◆ What this task involves
Turn the material below into a numbered list, one entry per line, with blank lines omitted.

◇ ◇ ◇

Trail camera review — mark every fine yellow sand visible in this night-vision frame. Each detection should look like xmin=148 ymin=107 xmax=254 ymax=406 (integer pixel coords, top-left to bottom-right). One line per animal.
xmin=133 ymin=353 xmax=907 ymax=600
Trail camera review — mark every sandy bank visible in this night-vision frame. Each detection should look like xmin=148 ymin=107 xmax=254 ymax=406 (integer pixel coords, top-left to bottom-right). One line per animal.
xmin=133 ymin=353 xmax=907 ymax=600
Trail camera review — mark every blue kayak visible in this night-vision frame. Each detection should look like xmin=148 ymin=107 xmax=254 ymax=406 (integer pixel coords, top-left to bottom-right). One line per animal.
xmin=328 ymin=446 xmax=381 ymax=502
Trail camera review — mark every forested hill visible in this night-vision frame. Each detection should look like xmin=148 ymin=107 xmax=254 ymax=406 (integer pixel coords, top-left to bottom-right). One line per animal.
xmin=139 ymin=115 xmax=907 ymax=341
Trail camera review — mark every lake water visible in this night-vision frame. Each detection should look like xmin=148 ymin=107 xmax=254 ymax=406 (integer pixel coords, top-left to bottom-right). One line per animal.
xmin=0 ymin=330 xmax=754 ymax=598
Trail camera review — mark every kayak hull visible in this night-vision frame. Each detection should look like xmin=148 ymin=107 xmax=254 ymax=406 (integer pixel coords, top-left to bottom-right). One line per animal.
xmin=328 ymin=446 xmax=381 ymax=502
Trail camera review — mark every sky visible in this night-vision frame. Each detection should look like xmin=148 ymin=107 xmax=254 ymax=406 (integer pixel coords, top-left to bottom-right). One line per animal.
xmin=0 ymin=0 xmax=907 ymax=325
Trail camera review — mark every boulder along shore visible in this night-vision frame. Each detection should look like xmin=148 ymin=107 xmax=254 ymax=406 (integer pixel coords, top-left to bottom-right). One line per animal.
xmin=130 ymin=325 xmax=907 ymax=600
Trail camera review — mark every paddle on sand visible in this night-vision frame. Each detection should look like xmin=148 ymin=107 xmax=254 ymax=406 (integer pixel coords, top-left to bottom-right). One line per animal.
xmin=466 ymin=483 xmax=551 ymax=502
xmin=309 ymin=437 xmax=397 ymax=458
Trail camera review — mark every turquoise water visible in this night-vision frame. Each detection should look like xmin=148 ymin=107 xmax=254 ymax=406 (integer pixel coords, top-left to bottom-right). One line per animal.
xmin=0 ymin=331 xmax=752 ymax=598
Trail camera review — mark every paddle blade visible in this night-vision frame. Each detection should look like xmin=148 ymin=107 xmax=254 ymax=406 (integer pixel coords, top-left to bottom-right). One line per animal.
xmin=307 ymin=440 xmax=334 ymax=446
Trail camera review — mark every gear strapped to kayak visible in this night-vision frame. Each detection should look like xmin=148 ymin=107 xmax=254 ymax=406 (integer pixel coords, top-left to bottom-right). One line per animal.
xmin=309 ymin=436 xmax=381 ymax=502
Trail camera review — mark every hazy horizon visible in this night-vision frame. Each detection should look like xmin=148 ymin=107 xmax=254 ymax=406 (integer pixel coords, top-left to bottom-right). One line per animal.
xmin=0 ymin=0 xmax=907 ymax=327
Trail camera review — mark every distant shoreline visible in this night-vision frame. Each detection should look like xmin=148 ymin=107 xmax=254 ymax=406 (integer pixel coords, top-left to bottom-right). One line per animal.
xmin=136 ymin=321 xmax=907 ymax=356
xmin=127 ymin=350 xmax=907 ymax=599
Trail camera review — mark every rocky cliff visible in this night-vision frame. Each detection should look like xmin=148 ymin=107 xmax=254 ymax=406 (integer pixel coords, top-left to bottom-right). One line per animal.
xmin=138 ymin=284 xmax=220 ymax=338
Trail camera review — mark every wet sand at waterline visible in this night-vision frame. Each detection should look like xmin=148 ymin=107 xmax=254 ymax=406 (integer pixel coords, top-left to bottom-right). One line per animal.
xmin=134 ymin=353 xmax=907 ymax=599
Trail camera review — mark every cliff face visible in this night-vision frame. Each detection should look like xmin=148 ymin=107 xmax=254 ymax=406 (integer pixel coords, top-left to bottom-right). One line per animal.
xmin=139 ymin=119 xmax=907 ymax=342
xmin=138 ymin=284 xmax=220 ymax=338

◇ ◇ ◇

◆ Exercise output
1. Trail camera review — mark every fine yellow sand visible in this night-vision frame. Each detection should look like xmin=148 ymin=107 xmax=254 ymax=406 (integer pixel coords, top-left to bottom-right). One line per animal.
2. xmin=133 ymin=353 xmax=907 ymax=600
3. Trail camera review — mark every sandy bank visible in this night-vision frame. Each detection should look like xmin=148 ymin=107 xmax=254 ymax=406 (integer pixel coords, top-left to bottom-right). One line per animal.
4. xmin=133 ymin=353 xmax=907 ymax=600
5. Trail camera review — mark every blue kayak visible in this night-vision frame. Each detection should look like xmin=148 ymin=107 xmax=254 ymax=406 (integer pixel coords, top-left to bottom-right). One line per animal.
6. xmin=328 ymin=446 xmax=381 ymax=502
7. Trail camera review — mark every forested hill visible in this night-vision frame. Each detection should look like xmin=148 ymin=107 xmax=254 ymax=406 (integer pixel coords, top-left to bottom-right). One line per animal.
8. xmin=139 ymin=115 xmax=907 ymax=341
9. Trail camera review — mark every lake water visible in this night-vision frame. Each detection should look like xmin=148 ymin=107 xmax=254 ymax=406 (integer pixel coords, top-left to bottom-right). One line per animal.
10. xmin=0 ymin=330 xmax=754 ymax=598
11. Trail camera review — mark every kayak hull visible in this night-vision frame. Each detection should look like xmin=148 ymin=107 xmax=254 ymax=406 (integer pixel coords, top-left to bottom-right). One line per animal.
12. xmin=328 ymin=446 xmax=381 ymax=502
13. Trail camera review — mark every sky visible in this night-vision frame. Each detection should look like xmin=148 ymin=107 xmax=254 ymax=406 (integer pixel coords, top-left to bottom-right). One line per animal.
14. xmin=0 ymin=0 xmax=907 ymax=325
15. Trail camera review — mark every boulder along shore visible in this night-vision frame. Each detection should look like xmin=148 ymin=107 xmax=254 ymax=406 (integer pixel coords, top-left to bottom-right). One line per animal.
16. xmin=130 ymin=325 xmax=907 ymax=600
17. Trail camera review — mark every paddle on sand visible in this night-vision frame. Each detection should look like xmin=148 ymin=107 xmax=254 ymax=406 (integer pixel coords, top-left to bottom-right). One line per animal.
18. xmin=466 ymin=483 xmax=551 ymax=502
19. xmin=309 ymin=437 xmax=397 ymax=458
20. Trail camera review — mark every turquoise water visible in this night-vision frame. Each detection should look like xmin=148 ymin=107 xmax=254 ymax=406 (integer pixel coords, top-left to bottom-right). One line per animal.
21. xmin=0 ymin=331 xmax=752 ymax=598
22. Trail camera review — mark every paddle blade visible in this night-vision frame. Each detection should look like xmin=148 ymin=107 xmax=254 ymax=406 (integer pixel coords, top-left to bottom-right). One line per animal.
23. xmin=307 ymin=440 xmax=334 ymax=446
24. Trail camera review — mark every gear strapped to kayak visible in this night-vision frame. Each detection should look like xmin=148 ymin=107 xmax=254 ymax=406 (integer pixel coords, top-left to bottom-right). One line per animal.
25. xmin=309 ymin=436 xmax=381 ymax=502
26. Trail camera review — mark every hazy horizon visible in this night-vision frame. Each detection should look like xmin=148 ymin=107 xmax=254 ymax=406 (integer pixel coords, top-left to bottom-right). One line per animal.
27. xmin=0 ymin=0 xmax=907 ymax=327
28. Trail camera review — mark every distant shoreline visible in this night-vision frame. Each detection should look like xmin=148 ymin=107 xmax=254 ymax=406 (integer pixel coords, top-left to bottom-right). One line per animal.
29. xmin=136 ymin=321 xmax=907 ymax=356
30. xmin=127 ymin=350 xmax=907 ymax=599
31. Trail camera review — mark every rocky cliff visible in this night-vision frame. Each detection should look like xmin=148 ymin=107 xmax=254 ymax=406 (integer pixel coords, top-left to bottom-right). One line per animal.
32. xmin=138 ymin=284 xmax=220 ymax=338
33. Trail camera review — mark every wet sand at waterline visible in this night-vision frame. Each detection should look like xmin=148 ymin=107 xmax=254 ymax=406 (integer pixel coords, top-left to bottom-right). One line per animal.
34. xmin=134 ymin=353 xmax=907 ymax=599
35. Trail camera review — mark every cliff face visible in this night-vision frame. Each detection should look like xmin=148 ymin=107 xmax=254 ymax=406 (integer pixel coords, top-left to bottom-right). One line per animal.
36. xmin=139 ymin=119 xmax=907 ymax=342
37. xmin=138 ymin=284 xmax=220 ymax=338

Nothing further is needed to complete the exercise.